### Passage given
--- start ---

What is the National Pension Scheme (NPS) lock in period?

Retirement planning is a crucial step towards achieving financial independence. The National Pension Scheme (NPS) is widely regarded as an effective tool for building a secure retirement fund. A significant aspect of this scheme is the NPS lock-in period, which is essential in shaping your long-term savings strategy.

What is the NPS lock-in period?


The NPS lock-in period refers to the duration during which your investments are inaccessible until you turn 60. This structure ensures that your funds remain secure for retirement purposes. However, NPS offers some flexibility with partial withdrawals provided you should be invested in NPS for at least three years. You can withdraw up to 25% of your contributions for specific purposes like higher education, marriage, home purchase, or treating critical illnesses. Throughout the investment tenure, you can make partial withdrawals up to three times, with a minimum gap of at least five years between each withdrawal.

Benefits and implications of the NPS lock-in period


  • Returns: NPS investments are diversified across equities, government bonds, and corporate debt, offering returns linked to market performance. The NPS lock-in period allows your investments to compound over time, mitigating short-term market volatility and enhancing long-term growth.
  • Risk management: With a longer investment horizon, the National Pension Scheme lock-in period helps to smooth out market fluctuations, allowing your investments to recover and grow consistently over time.
  • Regulation: The NPS lock-in period is governed by the Pension Fund Regulatory and Development Authority (PFRDA), ensuring that your investments are managed with a focus on prudence, long-term growth, and security.
  • Flexibility: Despite the extended lock-in, NPS provides significant flexibility. Subscribers can choose between active and auto investment options and can switch between different pension fund managers. This flexibility enables you to tailor your retirement planning to match your risk tolerance and financial objectives, even within the NPS locking period.

--- end ---

### Material provided
--- start ---

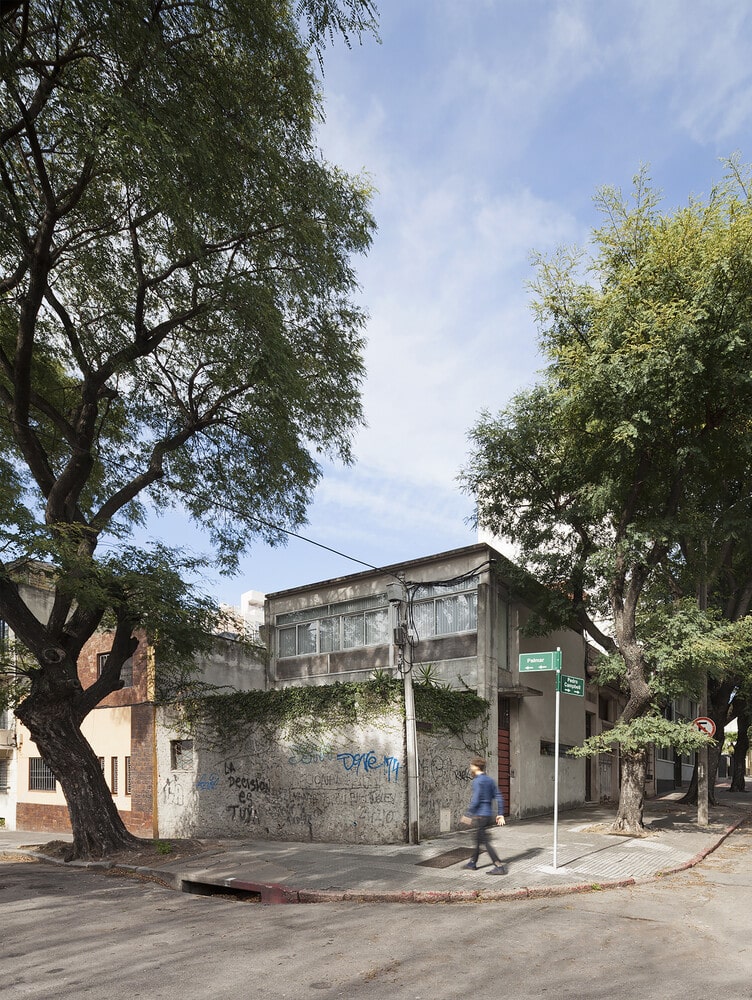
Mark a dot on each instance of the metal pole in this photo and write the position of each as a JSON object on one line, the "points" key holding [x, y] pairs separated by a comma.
{"points": [[413, 793], [556, 765], [702, 759]]}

--- end ---

### Task requirements
[a] Print the passage on the NPS lock-in period from "What is the National" up to and including "NPS lock-in period?".
[b] According to the passage on the NPS lock-in period, what is the minimum gap required between partial withdrawals?

### Task-by-task answers
[a]
What is the National Pension Scheme (NPS) lock in period?

Retirement planning is a crucial step towards achieving financial independence. The National Pension Scheme (NPS) is widely regarded as an effective tool for building a secure retirement fund. A significant aspect of this scheme is the NPS lock-in period, which is essential in shaping your long-term savings strategy.

What is the NPS lock-in period?

[b] At least five years.